▸ PROVIDED TEXT

■ ■ ■ ■ ■ ■ ■

Labor senator Murray Watt pressed: “So he raised them with ASIO but not with you?”
“I don’t know what he raised with ASIO,” Pezzullo responded. “… You should ask the former attorney-general if he’s willing to state any of those concerns … He’s a high commissioner now, so he may not choose to edify your question with a response, but that’s a matter for him. As I said, he didn’t raise any of those concerns with me when we met on Friday.”

The Saturday Paper contacted George Brandis but he had no comment.

“ANY SUGGESTION THAT WE IN THE PORTFOLIO ARE SOMEHOW EMBARKED ON THE SECRET DECONSTRUCTION OF THE SUPERVISORY CONTROLS WHICH ENVELOP AND CHECK EXECUTIVE POWER ARE NOTHING MORE THAN FLIGHTS OF CONSPIRATORIAL FANCY…”

Watt asked Pezzullo for assurance there would be no change to the longstanding provisions in the ASIO Act that kept the agency under its director-general’s control and not subject to instruction from the departmental secretary. The minister representing Home Affairs in the Senate, Communications Minister Mitch Fifield, said: “It is not proposed that there be a change to that effect.”

■ ■ ■ ■ ■ ■ ■

(Dataset entries)
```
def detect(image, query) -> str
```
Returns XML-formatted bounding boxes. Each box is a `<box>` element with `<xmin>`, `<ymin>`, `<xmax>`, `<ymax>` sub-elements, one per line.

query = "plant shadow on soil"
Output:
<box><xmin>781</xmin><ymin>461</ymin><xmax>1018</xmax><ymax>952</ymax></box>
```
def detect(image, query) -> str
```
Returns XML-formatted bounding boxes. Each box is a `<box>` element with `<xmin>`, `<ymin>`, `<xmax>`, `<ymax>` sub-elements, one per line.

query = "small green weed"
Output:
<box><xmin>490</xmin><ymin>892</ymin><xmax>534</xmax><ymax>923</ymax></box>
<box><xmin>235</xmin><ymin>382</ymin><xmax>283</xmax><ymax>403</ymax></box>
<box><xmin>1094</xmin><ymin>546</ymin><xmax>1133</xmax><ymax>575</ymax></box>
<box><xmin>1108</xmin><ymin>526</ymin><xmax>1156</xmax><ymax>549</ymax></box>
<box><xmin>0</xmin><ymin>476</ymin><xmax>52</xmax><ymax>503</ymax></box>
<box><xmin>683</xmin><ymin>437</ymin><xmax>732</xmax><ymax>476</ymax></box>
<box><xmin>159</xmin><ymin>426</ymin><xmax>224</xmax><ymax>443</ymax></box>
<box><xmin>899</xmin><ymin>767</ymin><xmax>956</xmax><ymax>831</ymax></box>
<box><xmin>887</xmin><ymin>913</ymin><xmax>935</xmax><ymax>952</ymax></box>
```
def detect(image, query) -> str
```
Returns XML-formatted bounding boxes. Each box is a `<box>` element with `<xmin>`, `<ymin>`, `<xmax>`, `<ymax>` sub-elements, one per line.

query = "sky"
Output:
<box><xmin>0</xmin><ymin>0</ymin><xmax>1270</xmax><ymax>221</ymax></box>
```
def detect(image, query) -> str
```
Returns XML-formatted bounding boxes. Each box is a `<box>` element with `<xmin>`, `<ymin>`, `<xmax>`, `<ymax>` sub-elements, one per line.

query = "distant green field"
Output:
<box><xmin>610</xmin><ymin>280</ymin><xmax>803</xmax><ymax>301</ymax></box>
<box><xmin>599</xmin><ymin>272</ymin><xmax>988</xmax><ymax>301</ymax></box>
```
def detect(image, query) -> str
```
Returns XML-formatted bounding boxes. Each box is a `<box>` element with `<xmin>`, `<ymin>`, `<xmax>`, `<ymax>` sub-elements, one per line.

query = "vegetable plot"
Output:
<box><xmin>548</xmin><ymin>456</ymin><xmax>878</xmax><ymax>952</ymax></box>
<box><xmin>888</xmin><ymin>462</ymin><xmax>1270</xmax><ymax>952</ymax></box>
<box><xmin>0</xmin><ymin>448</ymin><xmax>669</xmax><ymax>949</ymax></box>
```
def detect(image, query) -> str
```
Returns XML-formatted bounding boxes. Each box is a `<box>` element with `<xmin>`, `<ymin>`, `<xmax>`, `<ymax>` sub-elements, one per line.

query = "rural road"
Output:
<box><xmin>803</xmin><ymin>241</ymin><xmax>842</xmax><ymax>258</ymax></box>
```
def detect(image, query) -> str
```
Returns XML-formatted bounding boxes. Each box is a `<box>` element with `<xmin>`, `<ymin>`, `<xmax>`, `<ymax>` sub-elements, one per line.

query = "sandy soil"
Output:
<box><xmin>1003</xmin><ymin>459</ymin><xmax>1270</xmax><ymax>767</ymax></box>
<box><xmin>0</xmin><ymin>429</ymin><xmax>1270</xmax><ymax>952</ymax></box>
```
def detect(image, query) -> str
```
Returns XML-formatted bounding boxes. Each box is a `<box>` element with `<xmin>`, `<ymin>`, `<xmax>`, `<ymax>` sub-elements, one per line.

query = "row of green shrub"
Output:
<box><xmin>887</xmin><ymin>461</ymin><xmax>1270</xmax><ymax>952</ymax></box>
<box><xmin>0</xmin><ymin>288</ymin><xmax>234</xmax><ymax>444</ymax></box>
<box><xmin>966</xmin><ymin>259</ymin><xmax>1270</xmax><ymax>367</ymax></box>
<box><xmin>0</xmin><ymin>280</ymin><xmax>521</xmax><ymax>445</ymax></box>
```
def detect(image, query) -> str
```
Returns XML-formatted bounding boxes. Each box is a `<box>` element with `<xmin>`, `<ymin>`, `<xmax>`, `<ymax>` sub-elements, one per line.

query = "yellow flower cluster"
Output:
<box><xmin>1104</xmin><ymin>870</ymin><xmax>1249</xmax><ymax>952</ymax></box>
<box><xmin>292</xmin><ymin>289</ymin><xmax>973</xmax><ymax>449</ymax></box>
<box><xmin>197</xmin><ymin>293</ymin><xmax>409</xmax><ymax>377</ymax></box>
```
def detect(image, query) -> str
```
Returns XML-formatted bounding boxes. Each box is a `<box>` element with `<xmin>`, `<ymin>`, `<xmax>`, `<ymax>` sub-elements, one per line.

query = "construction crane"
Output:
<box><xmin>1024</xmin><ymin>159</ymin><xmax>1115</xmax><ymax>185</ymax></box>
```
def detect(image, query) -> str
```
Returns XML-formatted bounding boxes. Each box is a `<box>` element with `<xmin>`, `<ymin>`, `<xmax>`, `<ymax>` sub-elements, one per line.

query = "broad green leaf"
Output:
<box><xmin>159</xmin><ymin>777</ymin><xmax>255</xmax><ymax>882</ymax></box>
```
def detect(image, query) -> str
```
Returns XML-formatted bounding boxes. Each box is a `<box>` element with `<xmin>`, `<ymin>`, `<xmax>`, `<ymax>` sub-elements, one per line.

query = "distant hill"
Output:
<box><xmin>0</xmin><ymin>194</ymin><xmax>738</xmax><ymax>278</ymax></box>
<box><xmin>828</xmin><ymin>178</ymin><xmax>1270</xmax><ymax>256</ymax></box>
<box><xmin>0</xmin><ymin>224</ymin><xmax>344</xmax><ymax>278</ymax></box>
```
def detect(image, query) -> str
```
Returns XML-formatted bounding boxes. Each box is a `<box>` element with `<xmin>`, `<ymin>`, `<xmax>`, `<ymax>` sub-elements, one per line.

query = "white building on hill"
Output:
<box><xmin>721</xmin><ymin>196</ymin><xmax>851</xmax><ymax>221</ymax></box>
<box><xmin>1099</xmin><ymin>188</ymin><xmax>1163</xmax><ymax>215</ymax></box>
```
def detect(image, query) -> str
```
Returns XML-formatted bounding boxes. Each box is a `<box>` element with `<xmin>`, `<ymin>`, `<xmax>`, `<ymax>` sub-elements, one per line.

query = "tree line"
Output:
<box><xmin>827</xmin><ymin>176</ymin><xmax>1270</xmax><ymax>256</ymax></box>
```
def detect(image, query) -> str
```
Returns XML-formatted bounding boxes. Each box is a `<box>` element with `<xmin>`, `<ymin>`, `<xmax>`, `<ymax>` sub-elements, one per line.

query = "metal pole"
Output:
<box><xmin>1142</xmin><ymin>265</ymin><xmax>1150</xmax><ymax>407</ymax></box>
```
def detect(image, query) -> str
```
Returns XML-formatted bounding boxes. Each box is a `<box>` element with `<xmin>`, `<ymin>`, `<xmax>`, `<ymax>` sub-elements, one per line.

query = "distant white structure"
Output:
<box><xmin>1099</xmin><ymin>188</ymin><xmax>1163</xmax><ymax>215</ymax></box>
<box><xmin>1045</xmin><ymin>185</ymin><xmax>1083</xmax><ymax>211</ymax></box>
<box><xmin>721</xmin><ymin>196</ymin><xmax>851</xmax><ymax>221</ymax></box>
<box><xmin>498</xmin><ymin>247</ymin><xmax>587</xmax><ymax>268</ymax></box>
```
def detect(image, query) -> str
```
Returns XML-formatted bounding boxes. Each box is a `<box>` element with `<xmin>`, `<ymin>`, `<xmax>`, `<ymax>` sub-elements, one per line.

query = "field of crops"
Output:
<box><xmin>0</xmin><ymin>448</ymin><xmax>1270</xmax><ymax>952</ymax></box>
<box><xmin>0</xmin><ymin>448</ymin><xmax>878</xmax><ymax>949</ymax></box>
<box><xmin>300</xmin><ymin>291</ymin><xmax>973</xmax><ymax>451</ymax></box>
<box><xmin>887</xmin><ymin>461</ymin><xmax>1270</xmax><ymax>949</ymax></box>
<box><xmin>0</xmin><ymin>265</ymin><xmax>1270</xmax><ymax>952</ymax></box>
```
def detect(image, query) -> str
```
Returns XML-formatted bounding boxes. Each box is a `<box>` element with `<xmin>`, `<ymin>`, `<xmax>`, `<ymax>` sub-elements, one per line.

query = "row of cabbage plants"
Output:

■ ■ ■ ■ ■ ■ ■

▸ TASK DETAILS
Reproduce verbatim the passage of the Pezzullo Senate hearing excerpt that begins with the words "Labor senator Murray" and ends with "had no comment.".

▸ ANSWER FOR THIS EXERCISE
Labor senator Murray Watt pressed: “So he raised them with ASIO but not with you?”
“I don’t know what he raised with ASIO,” Pezzullo responded. “… You should ask the former attorney-general if he’s willing to state any of those concerns … He’s a high commissioner now, so he may not choose to edify your question with a response, but that’s a matter for him. As I said, he didn’t raise any of those concerns with me when we met on Friday.”

The Saturday Paper contacted George Brandis but he had no comment.